## Task details
Copy the items from the line with "the white hair." up to and including the line with "[145,151,345,360]", word for word, leaving the pictures out.

## Given entries
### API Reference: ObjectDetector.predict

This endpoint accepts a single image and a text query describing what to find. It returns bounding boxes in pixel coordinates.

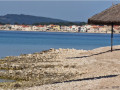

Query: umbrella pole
[111,23,113,52]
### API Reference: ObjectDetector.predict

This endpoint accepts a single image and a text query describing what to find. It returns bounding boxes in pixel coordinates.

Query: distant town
[0,24,120,33]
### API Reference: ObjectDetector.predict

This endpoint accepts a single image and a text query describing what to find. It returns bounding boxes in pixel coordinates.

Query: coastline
[0,30,120,34]
[0,46,120,90]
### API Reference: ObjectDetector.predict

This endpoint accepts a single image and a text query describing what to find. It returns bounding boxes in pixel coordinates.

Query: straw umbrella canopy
[88,4,120,52]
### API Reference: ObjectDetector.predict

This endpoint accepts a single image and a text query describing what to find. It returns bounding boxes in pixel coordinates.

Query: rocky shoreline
[0,46,120,90]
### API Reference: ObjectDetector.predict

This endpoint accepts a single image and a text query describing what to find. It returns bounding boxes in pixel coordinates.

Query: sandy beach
[0,46,120,90]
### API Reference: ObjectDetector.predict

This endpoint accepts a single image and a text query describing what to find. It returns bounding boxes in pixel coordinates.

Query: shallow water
[0,31,120,58]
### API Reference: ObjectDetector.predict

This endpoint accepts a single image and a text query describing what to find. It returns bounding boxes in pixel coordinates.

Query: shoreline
[0,45,120,90]
[0,30,120,34]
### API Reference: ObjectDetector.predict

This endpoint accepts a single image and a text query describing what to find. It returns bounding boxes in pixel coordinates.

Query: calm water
[0,31,120,57]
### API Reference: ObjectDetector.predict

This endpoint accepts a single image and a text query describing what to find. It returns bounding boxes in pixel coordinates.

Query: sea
[0,31,120,58]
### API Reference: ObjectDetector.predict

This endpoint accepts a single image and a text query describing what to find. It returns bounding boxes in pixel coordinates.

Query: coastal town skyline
[0,1,120,22]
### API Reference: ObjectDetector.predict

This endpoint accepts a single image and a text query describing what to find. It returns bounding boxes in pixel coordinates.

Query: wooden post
[111,23,114,52]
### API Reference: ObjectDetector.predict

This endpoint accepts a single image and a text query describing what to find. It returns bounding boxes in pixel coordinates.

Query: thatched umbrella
[88,4,120,52]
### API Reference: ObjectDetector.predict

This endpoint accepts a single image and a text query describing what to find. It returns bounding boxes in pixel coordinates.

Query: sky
[0,0,120,22]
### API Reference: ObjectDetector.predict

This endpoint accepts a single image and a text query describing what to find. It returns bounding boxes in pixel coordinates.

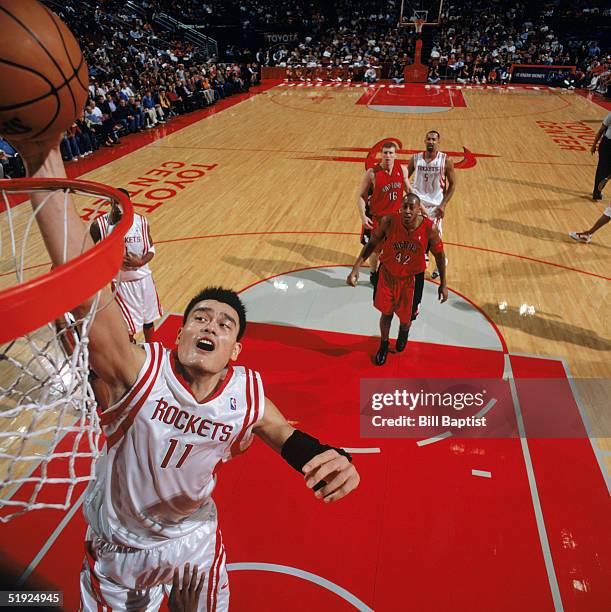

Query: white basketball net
[0,189,116,522]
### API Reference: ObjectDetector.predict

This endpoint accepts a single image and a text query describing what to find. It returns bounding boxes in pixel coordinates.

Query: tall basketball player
[346,193,448,365]
[19,142,359,611]
[89,189,163,342]
[356,141,410,286]
[408,130,456,278]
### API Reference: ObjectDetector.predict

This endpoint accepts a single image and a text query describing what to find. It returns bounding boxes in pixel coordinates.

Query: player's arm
[401,160,412,195]
[356,168,375,229]
[253,398,360,502]
[438,157,456,217]
[429,225,448,303]
[19,142,145,401]
[346,216,390,287]
[89,220,102,244]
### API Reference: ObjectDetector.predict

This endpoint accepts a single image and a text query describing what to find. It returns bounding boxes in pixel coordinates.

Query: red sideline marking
[511,357,611,611]
[0,81,280,212]
[575,89,611,112]
[2,320,609,612]
[0,231,611,280]
[356,85,467,108]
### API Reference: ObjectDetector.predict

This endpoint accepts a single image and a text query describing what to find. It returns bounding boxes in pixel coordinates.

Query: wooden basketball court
[0,82,611,611]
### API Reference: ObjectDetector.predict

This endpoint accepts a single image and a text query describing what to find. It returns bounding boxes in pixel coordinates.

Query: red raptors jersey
[380,212,442,278]
[369,161,404,217]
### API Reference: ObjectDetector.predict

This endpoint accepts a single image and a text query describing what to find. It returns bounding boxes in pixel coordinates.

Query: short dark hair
[182,287,246,340]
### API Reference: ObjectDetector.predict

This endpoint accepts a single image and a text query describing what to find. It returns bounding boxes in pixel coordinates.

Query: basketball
[0,0,88,141]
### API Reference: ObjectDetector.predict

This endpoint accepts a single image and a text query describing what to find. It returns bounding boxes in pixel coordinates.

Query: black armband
[280,429,352,474]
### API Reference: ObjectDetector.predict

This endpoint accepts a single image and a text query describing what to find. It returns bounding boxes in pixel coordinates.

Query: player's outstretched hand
[168,563,206,612]
[302,449,361,503]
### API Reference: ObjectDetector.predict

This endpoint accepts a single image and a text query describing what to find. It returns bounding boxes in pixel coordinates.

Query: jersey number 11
[161,438,193,468]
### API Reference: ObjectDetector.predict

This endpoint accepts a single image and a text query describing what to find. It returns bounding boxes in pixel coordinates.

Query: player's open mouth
[196,338,214,351]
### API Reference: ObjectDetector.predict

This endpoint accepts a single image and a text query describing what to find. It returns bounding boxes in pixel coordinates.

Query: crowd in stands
[0,0,611,177]
[251,0,611,93]
[28,0,259,167]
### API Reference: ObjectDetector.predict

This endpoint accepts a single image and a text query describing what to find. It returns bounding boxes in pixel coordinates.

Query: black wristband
[280,429,352,476]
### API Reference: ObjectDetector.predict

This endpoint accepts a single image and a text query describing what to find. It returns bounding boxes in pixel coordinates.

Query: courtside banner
[509,64,576,86]
[360,378,611,443]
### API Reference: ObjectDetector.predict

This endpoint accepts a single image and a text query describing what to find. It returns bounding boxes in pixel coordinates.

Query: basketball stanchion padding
[0,178,133,522]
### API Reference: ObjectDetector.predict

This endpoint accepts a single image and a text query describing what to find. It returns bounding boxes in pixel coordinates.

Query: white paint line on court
[416,431,452,446]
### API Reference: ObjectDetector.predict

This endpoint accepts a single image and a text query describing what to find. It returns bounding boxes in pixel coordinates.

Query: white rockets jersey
[84,343,265,548]
[412,151,446,206]
[98,213,151,282]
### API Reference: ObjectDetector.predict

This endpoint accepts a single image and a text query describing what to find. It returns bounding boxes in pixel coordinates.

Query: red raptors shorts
[373,266,424,324]
[371,215,382,253]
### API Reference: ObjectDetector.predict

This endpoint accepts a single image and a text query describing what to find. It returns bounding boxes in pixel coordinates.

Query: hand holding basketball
[0,0,89,142]
[346,268,359,287]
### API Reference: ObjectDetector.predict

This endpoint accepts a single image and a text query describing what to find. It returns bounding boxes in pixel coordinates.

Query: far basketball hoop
[398,0,443,27]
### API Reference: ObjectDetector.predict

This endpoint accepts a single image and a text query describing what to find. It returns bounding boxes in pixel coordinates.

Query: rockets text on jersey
[380,212,433,278]
[84,343,265,548]
[412,151,446,206]
[97,213,151,282]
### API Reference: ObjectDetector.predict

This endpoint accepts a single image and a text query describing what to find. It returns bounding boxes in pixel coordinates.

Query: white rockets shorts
[115,274,163,336]
[80,506,229,612]
[420,198,442,236]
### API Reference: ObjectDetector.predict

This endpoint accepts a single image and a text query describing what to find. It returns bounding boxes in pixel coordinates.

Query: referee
[590,113,611,200]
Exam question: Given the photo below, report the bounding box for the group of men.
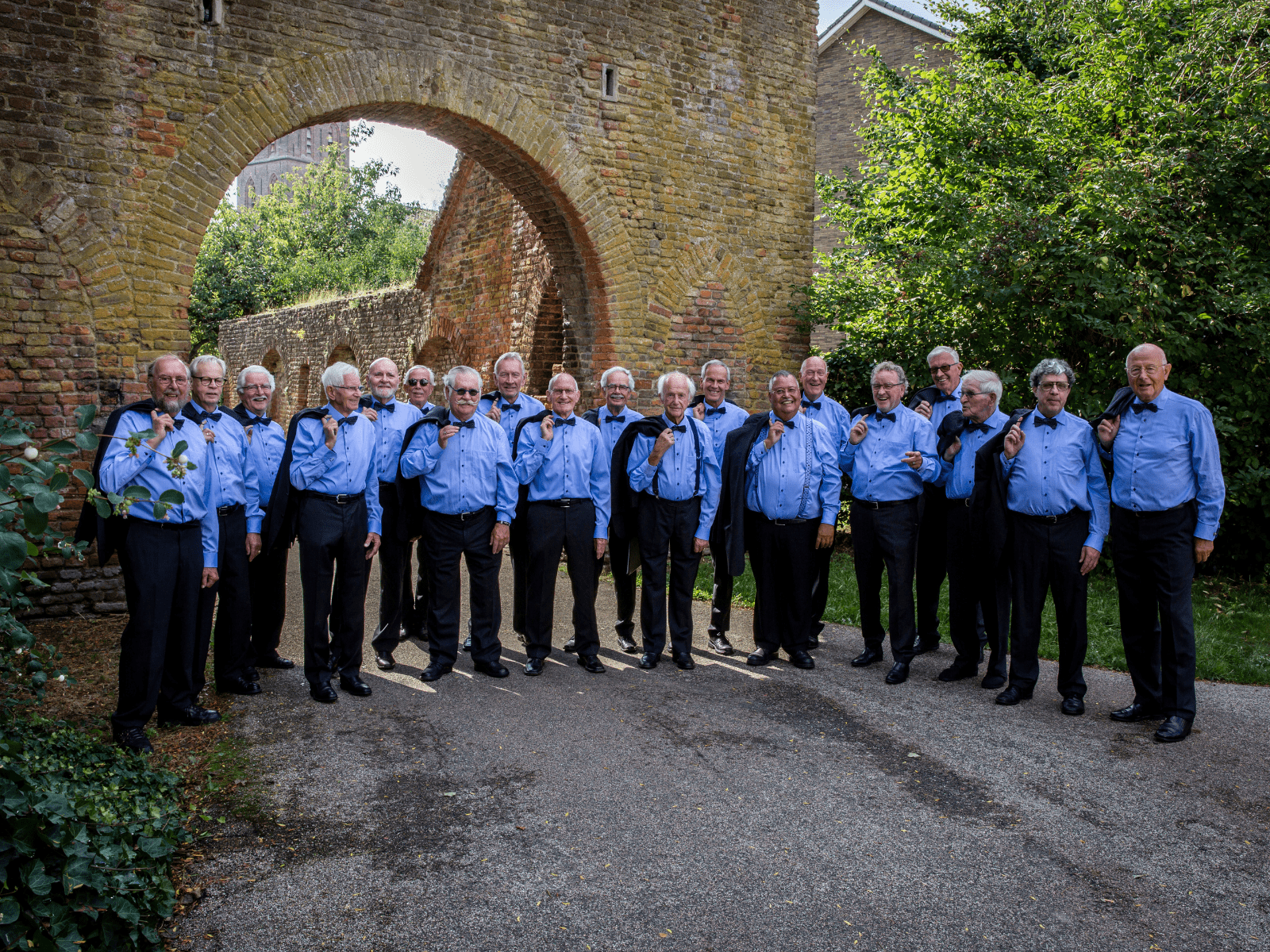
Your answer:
[85,344,1224,749]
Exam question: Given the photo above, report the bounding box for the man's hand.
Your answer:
[764,420,785,449]
[847,416,868,447]
[1099,416,1118,451]
[1006,423,1027,459]
[489,522,512,555]
[1081,546,1103,575]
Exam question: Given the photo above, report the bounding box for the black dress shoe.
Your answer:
[112,727,155,754]
[472,658,510,678]
[339,674,371,697]
[851,646,881,668]
[745,647,776,668]
[309,683,339,704]
[419,662,455,681]
[997,684,1031,707]
[1111,701,1164,724]
[216,678,260,694]
[789,650,815,671]
[1060,694,1084,717]
[1151,715,1195,744]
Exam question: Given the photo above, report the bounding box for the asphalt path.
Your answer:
[176,552,1270,950]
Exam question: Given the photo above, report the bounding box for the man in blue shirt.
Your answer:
[402,367,513,681]
[745,370,842,669]
[231,364,296,681]
[917,370,1010,688]
[1099,344,1226,744]
[288,363,383,703]
[692,360,749,655]
[513,373,611,675]
[475,351,545,651]
[97,354,220,753]
[626,370,720,670]
[360,357,423,671]
[584,367,644,655]
[182,354,260,694]
[997,358,1109,715]
[840,360,940,684]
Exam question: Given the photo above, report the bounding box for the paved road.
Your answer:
[179,559,1270,950]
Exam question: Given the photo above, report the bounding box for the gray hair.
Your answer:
[960,368,1006,404]
[701,360,732,383]
[321,360,362,387]
[1029,357,1076,390]
[233,363,278,393]
[868,360,908,390]
[656,370,697,400]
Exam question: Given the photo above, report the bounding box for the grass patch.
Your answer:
[694,552,1270,684]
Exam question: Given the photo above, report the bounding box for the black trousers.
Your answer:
[916,482,949,658]
[595,523,635,641]
[366,482,414,651]
[521,499,599,658]
[745,509,821,652]
[423,506,503,664]
[639,493,701,655]
[1010,509,1090,697]
[1111,501,1196,717]
[949,499,1010,678]
[851,497,918,664]
[297,495,370,687]
[110,518,203,730]
[193,504,252,697]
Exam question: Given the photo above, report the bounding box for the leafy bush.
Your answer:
[0,720,189,950]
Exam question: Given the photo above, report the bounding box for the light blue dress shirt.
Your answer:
[98,413,221,569]
[745,413,842,525]
[402,413,515,522]
[1001,410,1111,552]
[1099,387,1226,541]
[476,391,546,449]
[512,414,616,538]
[935,410,1010,499]
[838,405,940,503]
[291,404,383,536]
[626,413,722,538]
[371,400,423,482]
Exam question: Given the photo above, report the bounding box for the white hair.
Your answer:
[656,370,697,400]
[233,363,278,393]
[321,360,362,387]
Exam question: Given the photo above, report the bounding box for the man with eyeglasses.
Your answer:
[584,367,644,655]
[402,366,518,681]
[1097,344,1226,744]
[180,354,260,694]
[997,357,1110,716]
[230,364,296,681]
[464,351,546,651]
[908,345,960,656]
[512,373,611,675]
[838,360,940,684]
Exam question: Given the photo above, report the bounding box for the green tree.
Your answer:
[806,0,1270,571]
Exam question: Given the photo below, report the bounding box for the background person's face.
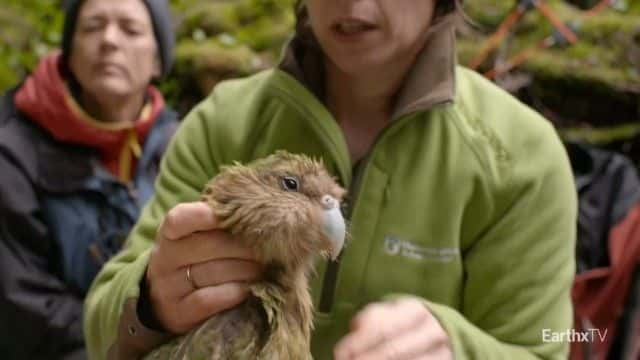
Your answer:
[69,0,160,100]
[305,0,436,75]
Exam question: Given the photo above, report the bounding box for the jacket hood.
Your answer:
[279,8,457,119]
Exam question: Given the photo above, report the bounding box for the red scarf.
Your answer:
[14,53,164,182]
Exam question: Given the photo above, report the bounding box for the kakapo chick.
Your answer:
[148,151,345,360]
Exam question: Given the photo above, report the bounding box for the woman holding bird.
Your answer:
[85,0,576,360]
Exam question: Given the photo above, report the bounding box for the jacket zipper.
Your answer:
[318,100,451,313]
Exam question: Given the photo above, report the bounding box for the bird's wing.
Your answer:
[145,298,269,360]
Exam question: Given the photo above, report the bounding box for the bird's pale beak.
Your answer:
[322,195,346,260]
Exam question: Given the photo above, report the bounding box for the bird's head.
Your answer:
[204,151,346,268]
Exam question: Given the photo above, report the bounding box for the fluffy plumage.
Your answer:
[149,151,345,360]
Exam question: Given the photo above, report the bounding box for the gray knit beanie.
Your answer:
[62,0,175,75]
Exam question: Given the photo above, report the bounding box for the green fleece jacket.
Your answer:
[85,16,576,360]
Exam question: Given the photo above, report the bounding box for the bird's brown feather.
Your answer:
[145,151,345,360]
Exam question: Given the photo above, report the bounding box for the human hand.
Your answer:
[146,202,262,334]
[334,298,453,360]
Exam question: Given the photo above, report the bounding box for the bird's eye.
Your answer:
[282,176,298,191]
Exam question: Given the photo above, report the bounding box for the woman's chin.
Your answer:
[86,79,133,99]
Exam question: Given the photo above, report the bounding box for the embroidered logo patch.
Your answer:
[384,235,460,262]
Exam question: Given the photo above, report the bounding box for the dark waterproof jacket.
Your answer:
[0,88,177,359]
[567,143,640,360]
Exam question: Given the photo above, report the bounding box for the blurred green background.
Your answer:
[0,0,640,159]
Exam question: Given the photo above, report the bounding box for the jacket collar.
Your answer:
[279,13,456,119]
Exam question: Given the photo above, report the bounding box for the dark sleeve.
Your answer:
[0,153,86,359]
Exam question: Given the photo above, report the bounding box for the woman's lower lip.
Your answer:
[331,28,376,42]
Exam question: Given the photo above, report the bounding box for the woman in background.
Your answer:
[85,0,576,360]
[0,0,177,359]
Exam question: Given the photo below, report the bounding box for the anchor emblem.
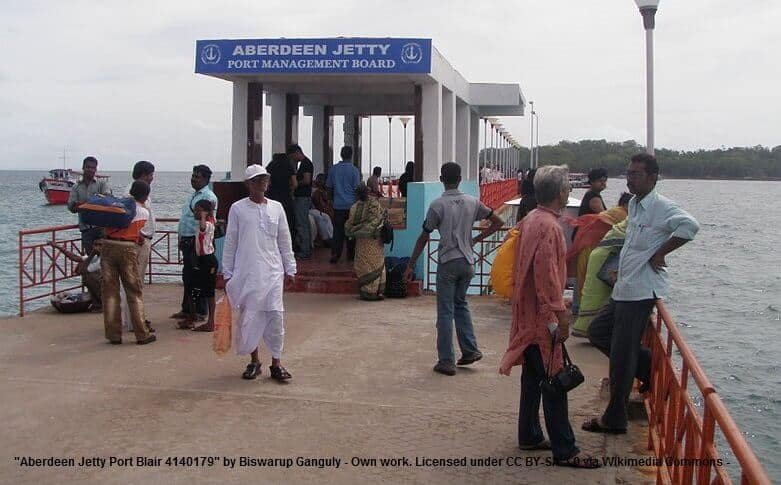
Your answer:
[201,44,220,64]
[401,42,423,64]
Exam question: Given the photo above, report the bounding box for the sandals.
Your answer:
[241,362,260,380]
[553,453,602,469]
[269,365,293,382]
[518,439,551,451]
[581,418,626,434]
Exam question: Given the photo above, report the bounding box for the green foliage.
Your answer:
[480,140,781,179]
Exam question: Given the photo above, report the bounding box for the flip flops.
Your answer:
[269,365,293,382]
[241,362,260,380]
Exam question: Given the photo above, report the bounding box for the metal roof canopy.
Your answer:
[195,37,525,180]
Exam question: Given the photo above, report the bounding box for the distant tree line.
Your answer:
[480,140,781,179]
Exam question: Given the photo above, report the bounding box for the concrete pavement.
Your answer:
[0,285,652,484]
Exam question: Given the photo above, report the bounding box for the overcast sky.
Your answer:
[0,0,781,171]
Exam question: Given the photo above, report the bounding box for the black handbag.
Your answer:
[540,336,585,394]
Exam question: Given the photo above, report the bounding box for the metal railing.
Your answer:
[480,179,518,209]
[644,300,770,484]
[18,218,182,316]
[423,226,510,295]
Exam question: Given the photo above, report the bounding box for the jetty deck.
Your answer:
[0,284,653,484]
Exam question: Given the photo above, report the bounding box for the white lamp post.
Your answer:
[635,0,659,155]
[400,116,412,169]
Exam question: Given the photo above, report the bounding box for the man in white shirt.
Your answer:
[583,153,700,434]
[222,165,296,381]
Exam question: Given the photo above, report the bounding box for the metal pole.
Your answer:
[645,28,654,155]
[388,116,393,177]
[529,101,534,169]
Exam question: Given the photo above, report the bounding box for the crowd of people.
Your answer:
[61,149,699,468]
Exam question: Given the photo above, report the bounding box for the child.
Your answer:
[46,240,103,312]
[100,180,157,345]
[178,199,219,332]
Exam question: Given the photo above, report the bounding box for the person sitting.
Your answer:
[46,239,103,312]
[344,178,385,301]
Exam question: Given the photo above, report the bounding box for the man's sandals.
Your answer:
[241,362,293,382]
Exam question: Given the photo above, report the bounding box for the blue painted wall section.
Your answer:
[385,180,480,288]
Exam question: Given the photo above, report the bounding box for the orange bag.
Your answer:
[212,295,233,357]
[490,229,521,298]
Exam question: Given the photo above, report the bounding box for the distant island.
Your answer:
[480,140,781,180]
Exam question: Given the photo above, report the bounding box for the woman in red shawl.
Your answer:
[499,166,599,468]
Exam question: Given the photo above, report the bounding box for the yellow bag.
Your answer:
[490,229,521,298]
[212,295,233,357]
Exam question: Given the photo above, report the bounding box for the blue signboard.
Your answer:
[195,38,431,74]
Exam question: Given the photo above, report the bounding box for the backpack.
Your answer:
[76,194,136,229]
[490,229,521,298]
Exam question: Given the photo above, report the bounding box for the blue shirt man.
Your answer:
[325,146,361,263]
[325,153,361,210]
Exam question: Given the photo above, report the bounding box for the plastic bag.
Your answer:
[212,295,233,357]
[491,229,521,298]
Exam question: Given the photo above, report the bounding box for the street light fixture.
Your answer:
[635,0,659,155]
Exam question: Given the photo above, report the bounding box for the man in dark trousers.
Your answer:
[325,146,361,263]
[583,153,700,434]
[404,162,503,376]
[171,165,217,328]
[287,145,315,259]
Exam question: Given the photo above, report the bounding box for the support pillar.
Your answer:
[454,99,472,180]
[442,86,454,162]
[311,106,334,175]
[247,82,263,165]
[412,84,424,182]
[282,93,298,147]
[467,110,480,180]
[415,83,442,182]
[231,81,249,180]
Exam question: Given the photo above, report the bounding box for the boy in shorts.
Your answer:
[179,199,219,332]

## The result
Exam question: Given the photo above, report the bounding box for the white hair.
Your answer:
[656,370,697,400]
[233,363,278,393]
[321,360,362,387]
Exam question: Given the photo above, report the bounding box for the man with eyeglasses.
Your answer:
[584,367,644,655]
[402,366,518,681]
[1097,344,1226,744]
[180,354,260,694]
[997,357,1110,716]
[230,364,296,681]
[464,351,546,651]
[908,345,960,656]
[512,373,611,675]
[838,360,940,684]
Exam question: Given the photo above, report the bounding box for the green tree.
Your answer:
[806,0,1270,571]
Exam question: Given the photo below, report the bounding box for the background person's face.
Your answer:
[69,0,160,100]
[305,0,436,75]
Exam question: Given the photo above, report the bounding box for the jacket hood.
Your answer:
[279,8,457,119]
Exam question: Given the photo above, report the bounding box for the red scarf.
Your answer:
[14,53,164,182]
Exam question: Given the photo above, report the bounding box for the kakapo chick.
Your answer:
[148,151,345,360]
Exam question: Given the photo above, report the bounding box for the woman holding bird.
Your answer:
[85,0,576,360]
Exam question: Given the photo above, report the bounding box for the jacket zipper.
Your answer:
[318,100,451,313]
Exam question: Given the photo above, report the bounding box for the bird's wing.
Your answer:
[145,298,269,360]
Exam question: Given the photo above, report the bounding box for the bird's pale beak.
Your answer:
[322,195,346,260]
Exam question: Given the photo above, report the bounding box for the bird's head.
Your answer:
[204,151,346,268]
Exam question: Given the photo above, report the bounding box for the fluffy plumage.
Your answer:
[149,151,345,360]
Exam question: Given the photo above, report the bounding box for the gray knit beanie.
Your answer:
[62,0,175,75]
Exam question: Given the photo above, report the bounding box for the green fleece jacket.
Your answer:
[85,16,576,360]
Exam question: Given the photo above, report the bounding box for the bird's brown feather.
Your answer:
[145,151,345,360]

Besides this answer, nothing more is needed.